▶ **Brief**:
Report all lines of the data below that hold the word "tier".

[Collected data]
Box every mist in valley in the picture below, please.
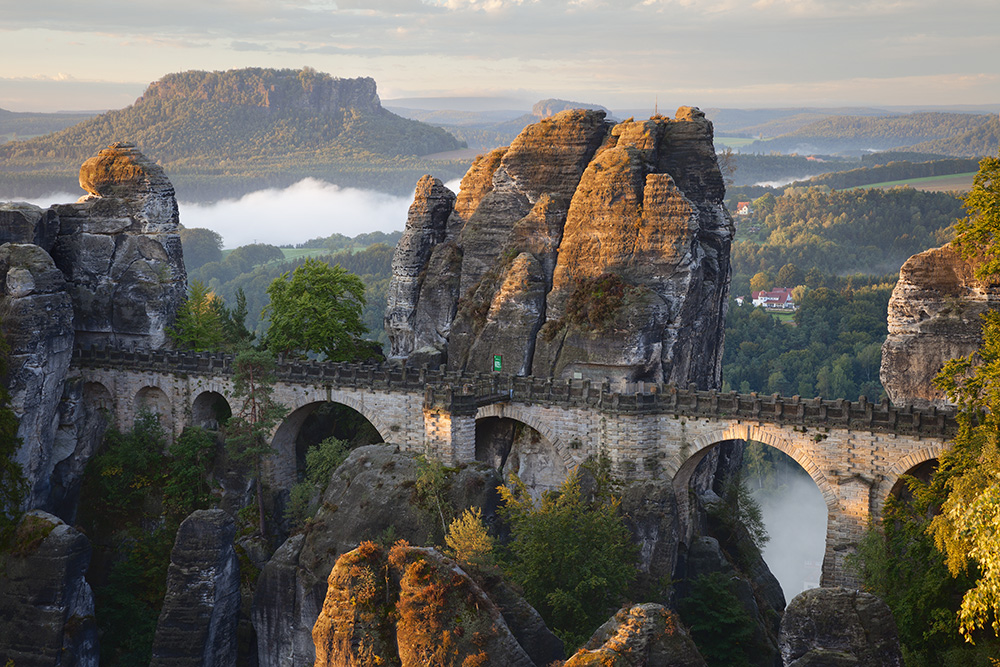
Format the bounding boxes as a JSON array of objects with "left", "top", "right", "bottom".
[{"left": 743, "top": 443, "right": 829, "bottom": 601}]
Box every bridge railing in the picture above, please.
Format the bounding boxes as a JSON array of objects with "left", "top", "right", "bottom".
[{"left": 73, "top": 345, "right": 958, "bottom": 437}]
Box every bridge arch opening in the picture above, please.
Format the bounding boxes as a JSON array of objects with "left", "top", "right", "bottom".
[
  {"left": 191, "top": 391, "right": 232, "bottom": 430},
  {"left": 134, "top": 386, "right": 170, "bottom": 426},
  {"left": 83, "top": 381, "right": 113, "bottom": 414},
  {"left": 673, "top": 438, "right": 830, "bottom": 601},
  {"left": 271, "top": 401, "right": 385, "bottom": 486},
  {"left": 475, "top": 416, "right": 568, "bottom": 499}
]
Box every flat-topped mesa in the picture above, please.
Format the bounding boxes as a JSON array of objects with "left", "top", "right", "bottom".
[
  {"left": 881, "top": 244, "right": 1000, "bottom": 408},
  {"left": 50, "top": 142, "right": 187, "bottom": 349},
  {"left": 386, "top": 106, "right": 733, "bottom": 389}
]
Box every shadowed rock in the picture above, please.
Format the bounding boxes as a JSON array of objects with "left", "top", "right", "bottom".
[
  {"left": 564, "top": 604, "right": 706, "bottom": 667},
  {"left": 0, "top": 511, "right": 98, "bottom": 667},
  {"left": 780, "top": 588, "right": 903, "bottom": 667},
  {"left": 151, "top": 509, "right": 241, "bottom": 667}
]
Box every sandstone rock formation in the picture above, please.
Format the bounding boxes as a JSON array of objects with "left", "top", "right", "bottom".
[
  {"left": 564, "top": 604, "right": 707, "bottom": 667},
  {"left": 881, "top": 244, "right": 1000, "bottom": 408},
  {"left": 1, "top": 143, "right": 185, "bottom": 511},
  {"left": 252, "top": 445, "right": 505, "bottom": 667},
  {"left": 0, "top": 511, "right": 98, "bottom": 667},
  {"left": 313, "top": 543, "right": 537, "bottom": 667},
  {"left": 151, "top": 509, "right": 241, "bottom": 667},
  {"left": 0, "top": 243, "right": 76, "bottom": 506},
  {"left": 386, "top": 107, "right": 733, "bottom": 388},
  {"left": 51, "top": 141, "right": 187, "bottom": 349},
  {"left": 779, "top": 588, "right": 903, "bottom": 667}
]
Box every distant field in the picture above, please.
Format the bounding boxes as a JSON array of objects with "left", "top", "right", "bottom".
[
  {"left": 852, "top": 172, "right": 977, "bottom": 193},
  {"left": 279, "top": 248, "right": 332, "bottom": 260},
  {"left": 768, "top": 310, "right": 796, "bottom": 324},
  {"left": 715, "top": 136, "right": 756, "bottom": 149}
]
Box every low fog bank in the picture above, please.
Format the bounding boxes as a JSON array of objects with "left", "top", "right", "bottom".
[
  {"left": 751, "top": 465, "right": 828, "bottom": 600},
  {"left": 178, "top": 178, "right": 415, "bottom": 248}
]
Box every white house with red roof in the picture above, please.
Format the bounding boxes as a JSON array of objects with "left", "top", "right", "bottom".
[{"left": 752, "top": 287, "right": 796, "bottom": 310}]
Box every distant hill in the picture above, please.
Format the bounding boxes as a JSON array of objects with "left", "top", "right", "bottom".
[
  {"left": 0, "top": 67, "right": 468, "bottom": 201},
  {"left": 744, "top": 112, "right": 994, "bottom": 155},
  {"left": 904, "top": 115, "right": 1000, "bottom": 157},
  {"left": 392, "top": 98, "right": 612, "bottom": 151},
  {"left": 0, "top": 108, "right": 97, "bottom": 142}
]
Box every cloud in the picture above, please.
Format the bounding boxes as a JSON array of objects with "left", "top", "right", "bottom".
[{"left": 176, "top": 179, "right": 414, "bottom": 248}]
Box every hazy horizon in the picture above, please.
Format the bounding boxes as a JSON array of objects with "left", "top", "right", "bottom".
[{"left": 2, "top": 1, "right": 998, "bottom": 114}]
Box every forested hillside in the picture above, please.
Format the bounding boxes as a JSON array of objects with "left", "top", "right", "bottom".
[
  {"left": 745, "top": 112, "right": 994, "bottom": 155},
  {"left": 0, "top": 68, "right": 469, "bottom": 200},
  {"left": 0, "top": 108, "right": 95, "bottom": 142},
  {"left": 905, "top": 115, "right": 1000, "bottom": 157},
  {"left": 732, "top": 187, "right": 960, "bottom": 281}
]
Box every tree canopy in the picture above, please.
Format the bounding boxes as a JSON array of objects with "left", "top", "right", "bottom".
[{"left": 262, "top": 258, "right": 368, "bottom": 362}]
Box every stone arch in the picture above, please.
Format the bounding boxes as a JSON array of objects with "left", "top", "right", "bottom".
[
  {"left": 475, "top": 404, "right": 573, "bottom": 499},
  {"left": 191, "top": 391, "right": 232, "bottom": 430},
  {"left": 134, "top": 385, "right": 171, "bottom": 426},
  {"left": 269, "top": 399, "right": 388, "bottom": 490},
  {"left": 667, "top": 422, "right": 839, "bottom": 517},
  {"left": 83, "top": 381, "right": 113, "bottom": 414},
  {"left": 875, "top": 442, "right": 951, "bottom": 515}
]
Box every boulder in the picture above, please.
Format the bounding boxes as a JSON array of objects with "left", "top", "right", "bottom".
[
  {"left": 150, "top": 509, "right": 241, "bottom": 667},
  {"left": 312, "top": 543, "right": 536, "bottom": 667},
  {"left": 564, "top": 604, "right": 706, "bottom": 667},
  {"left": 881, "top": 244, "right": 1000, "bottom": 408},
  {"left": 253, "top": 445, "right": 503, "bottom": 667},
  {"left": 50, "top": 142, "right": 187, "bottom": 349},
  {"left": 0, "top": 511, "right": 98, "bottom": 667},
  {"left": 779, "top": 588, "right": 903, "bottom": 667}
]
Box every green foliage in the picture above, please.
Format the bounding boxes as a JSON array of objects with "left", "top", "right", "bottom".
[
  {"left": 733, "top": 186, "right": 961, "bottom": 278},
  {"left": 285, "top": 436, "right": 351, "bottom": 529},
  {"left": 677, "top": 572, "right": 760, "bottom": 667},
  {"left": 162, "top": 427, "right": 217, "bottom": 522},
  {"left": 0, "top": 326, "right": 27, "bottom": 548},
  {"left": 226, "top": 347, "right": 287, "bottom": 536},
  {"left": 415, "top": 456, "right": 455, "bottom": 539},
  {"left": 951, "top": 156, "right": 1000, "bottom": 279},
  {"left": 168, "top": 280, "right": 226, "bottom": 352},
  {"left": 178, "top": 227, "right": 223, "bottom": 271},
  {"left": 497, "top": 469, "right": 637, "bottom": 650},
  {"left": 723, "top": 283, "right": 892, "bottom": 400},
  {"left": 83, "top": 412, "right": 167, "bottom": 528},
  {"left": 94, "top": 527, "right": 174, "bottom": 667},
  {"left": 444, "top": 507, "right": 496, "bottom": 573},
  {"left": 263, "top": 258, "right": 369, "bottom": 362}
]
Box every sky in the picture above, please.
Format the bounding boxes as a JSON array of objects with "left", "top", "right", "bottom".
[{"left": 2, "top": 0, "right": 999, "bottom": 113}]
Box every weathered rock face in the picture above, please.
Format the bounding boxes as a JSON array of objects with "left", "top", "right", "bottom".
[
  {"left": 386, "top": 107, "right": 732, "bottom": 388},
  {"left": 252, "top": 445, "right": 504, "bottom": 667},
  {"left": 0, "top": 243, "right": 76, "bottom": 507},
  {"left": 881, "top": 244, "right": 1000, "bottom": 408},
  {"left": 151, "top": 509, "right": 241, "bottom": 667},
  {"left": 0, "top": 511, "right": 98, "bottom": 667},
  {"left": 779, "top": 588, "right": 903, "bottom": 667},
  {"left": 313, "top": 543, "right": 537, "bottom": 667},
  {"left": 50, "top": 142, "right": 187, "bottom": 349},
  {"left": 0, "top": 203, "right": 60, "bottom": 252},
  {"left": 564, "top": 604, "right": 707, "bottom": 667}
]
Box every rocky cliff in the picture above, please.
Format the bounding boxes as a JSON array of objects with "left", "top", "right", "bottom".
[
  {"left": 386, "top": 107, "right": 733, "bottom": 388},
  {"left": 880, "top": 244, "right": 1000, "bottom": 408},
  {"left": 1, "top": 143, "right": 185, "bottom": 511}
]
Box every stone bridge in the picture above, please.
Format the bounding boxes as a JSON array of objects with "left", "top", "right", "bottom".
[{"left": 72, "top": 346, "right": 958, "bottom": 588}]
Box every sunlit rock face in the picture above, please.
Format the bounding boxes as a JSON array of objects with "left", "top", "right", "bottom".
[
  {"left": 881, "top": 244, "right": 1000, "bottom": 408},
  {"left": 50, "top": 142, "right": 187, "bottom": 349},
  {"left": 386, "top": 107, "right": 733, "bottom": 388}
]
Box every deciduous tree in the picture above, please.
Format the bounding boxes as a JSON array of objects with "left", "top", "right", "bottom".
[{"left": 263, "top": 258, "right": 368, "bottom": 362}]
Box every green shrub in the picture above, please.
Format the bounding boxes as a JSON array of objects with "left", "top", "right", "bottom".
[{"left": 677, "top": 572, "right": 760, "bottom": 667}]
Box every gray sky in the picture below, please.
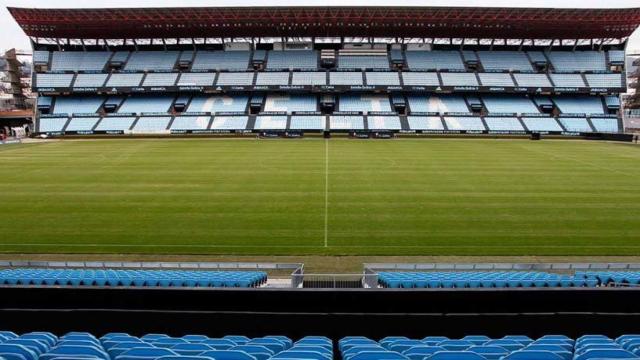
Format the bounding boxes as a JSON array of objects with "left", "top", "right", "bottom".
[{"left": 1, "top": 0, "right": 639, "bottom": 53}]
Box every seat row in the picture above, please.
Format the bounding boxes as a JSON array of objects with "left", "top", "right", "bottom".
[
  {"left": 33, "top": 71, "right": 625, "bottom": 90},
  {"left": 0, "top": 269, "right": 267, "bottom": 288},
  {"left": 339, "top": 335, "right": 640, "bottom": 360},
  {"left": 37, "top": 115, "right": 620, "bottom": 134},
  {"left": 376, "top": 271, "right": 640, "bottom": 288},
  {"left": 33, "top": 49, "right": 623, "bottom": 72},
  {"left": 0, "top": 332, "right": 332, "bottom": 360}
]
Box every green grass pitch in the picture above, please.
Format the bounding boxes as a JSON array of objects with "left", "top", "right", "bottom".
[{"left": 1, "top": 138, "right": 639, "bottom": 256}]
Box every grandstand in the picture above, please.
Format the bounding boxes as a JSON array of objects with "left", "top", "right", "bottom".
[{"left": 12, "top": 6, "right": 635, "bottom": 137}]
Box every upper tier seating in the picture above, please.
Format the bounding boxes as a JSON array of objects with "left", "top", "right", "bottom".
[
  {"left": 585, "top": 73, "right": 625, "bottom": 88},
  {"left": 477, "top": 51, "right": 533, "bottom": 72},
  {"left": 0, "top": 269, "right": 267, "bottom": 287},
  {"left": 292, "top": 72, "right": 327, "bottom": 86},
  {"left": 216, "top": 72, "right": 255, "bottom": 86},
  {"left": 366, "top": 72, "right": 401, "bottom": 86},
  {"left": 444, "top": 117, "right": 486, "bottom": 131},
  {"left": 407, "top": 116, "right": 445, "bottom": 130},
  {"left": 377, "top": 271, "right": 601, "bottom": 288},
  {"left": 547, "top": 51, "right": 607, "bottom": 72},
  {"left": 106, "top": 73, "right": 144, "bottom": 87},
  {"left": 329, "top": 72, "right": 363, "bottom": 86},
  {"left": 404, "top": 51, "right": 465, "bottom": 71},
  {"left": 187, "top": 95, "right": 249, "bottom": 113},
  {"left": 53, "top": 97, "right": 105, "bottom": 115},
  {"left": 478, "top": 73, "right": 515, "bottom": 87},
  {"left": 440, "top": 73, "right": 479, "bottom": 87},
  {"left": 552, "top": 96, "right": 605, "bottom": 115},
  {"left": 289, "top": 116, "right": 326, "bottom": 130},
  {"left": 338, "top": 56, "right": 390, "bottom": 69},
  {"left": 73, "top": 74, "right": 109, "bottom": 88},
  {"left": 339, "top": 94, "right": 391, "bottom": 113},
  {"left": 192, "top": 51, "right": 250, "bottom": 71},
  {"left": 407, "top": 95, "right": 469, "bottom": 114},
  {"left": 142, "top": 73, "right": 179, "bottom": 87},
  {"left": 32, "top": 50, "right": 51, "bottom": 64},
  {"left": 51, "top": 51, "right": 111, "bottom": 71},
  {"left": 484, "top": 117, "right": 525, "bottom": 131},
  {"left": 118, "top": 96, "right": 174, "bottom": 114},
  {"left": 124, "top": 51, "right": 179, "bottom": 71},
  {"left": 264, "top": 95, "right": 317, "bottom": 113},
  {"left": 177, "top": 73, "right": 217, "bottom": 86},
  {"left": 254, "top": 115, "right": 288, "bottom": 130},
  {"left": 330, "top": 115, "right": 365, "bottom": 130},
  {"left": 36, "top": 74, "right": 75, "bottom": 88},
  {"left": 401, "top": 72, "right": 440, "bottom": 87},
  {"left": 550, "top": 74, "right": 586, "bottom": 87},
  {"left": 481, "top": 95, "right": 539, "bottom": 114},
  {"left": 513, "top": 73, "right": 552, "bottom": 88},
  {"left": 255, "top": 72, "right": 290, "bottom": 86},
  {"left": 267, "top": 51, "right": 318, "bottom": 70},
  {"left": 367, "top": 116, "right": 402, "bottom": 130}
]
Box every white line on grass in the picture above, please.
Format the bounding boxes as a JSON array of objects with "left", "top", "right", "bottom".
[{"left": 324, "top": 139, "right": 329, "bottom": 248}]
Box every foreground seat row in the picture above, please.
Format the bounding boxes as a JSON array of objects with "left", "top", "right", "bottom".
[
  {"left": 0, "top": 269, "right": 267, "bottom": 288},
  {"left": 2, "top": 333, "right": 640, "bottom": 360},
  {"left": 377, "top": 271, "right": 640, "bottom": 288}
]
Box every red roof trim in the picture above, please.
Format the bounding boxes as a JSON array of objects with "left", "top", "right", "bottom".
[{"left": 8, "top": 6, "right": 640, "bottom": 40}]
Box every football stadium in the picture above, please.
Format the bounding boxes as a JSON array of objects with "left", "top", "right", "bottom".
[{"left": 2, "top": 0, "right": 640, "bottom": 356}]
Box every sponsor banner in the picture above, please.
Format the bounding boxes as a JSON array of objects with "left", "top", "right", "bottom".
[{"left": 0, "top": 139, "right": 22, "bottom": 145}]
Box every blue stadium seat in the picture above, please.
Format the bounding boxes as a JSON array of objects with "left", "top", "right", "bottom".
[
  {"left": 425, "top": 351, "right": 487, "bottom": 360},
  {"left": 503, "top": 350, "right": 565, "bottom": 360}
]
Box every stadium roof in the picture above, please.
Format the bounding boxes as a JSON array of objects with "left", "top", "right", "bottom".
[{"left": 8, "top": 6, "right": 640, "bottom": 40}]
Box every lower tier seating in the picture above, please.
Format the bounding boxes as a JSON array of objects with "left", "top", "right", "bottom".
[
  {"left": 376, "top": 271, "right": 640, "bottom": 288},
  {"left": 0, "top": 332, "right": 639, "bottom": 360},
  {"left": 0, "top": 269, "right": 267, "bottom": 288},
  {"left": 0, "top": 332, "right": 333, "bottom": 360},
  {"left": 339, "top": 335, "right": 640, "bottom": 360}
]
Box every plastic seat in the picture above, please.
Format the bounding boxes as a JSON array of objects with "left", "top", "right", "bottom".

▶ **Output of the exercise**:
Box every upper tier seating in the picture above, please.
Box every lower tier seating in the picture above, please.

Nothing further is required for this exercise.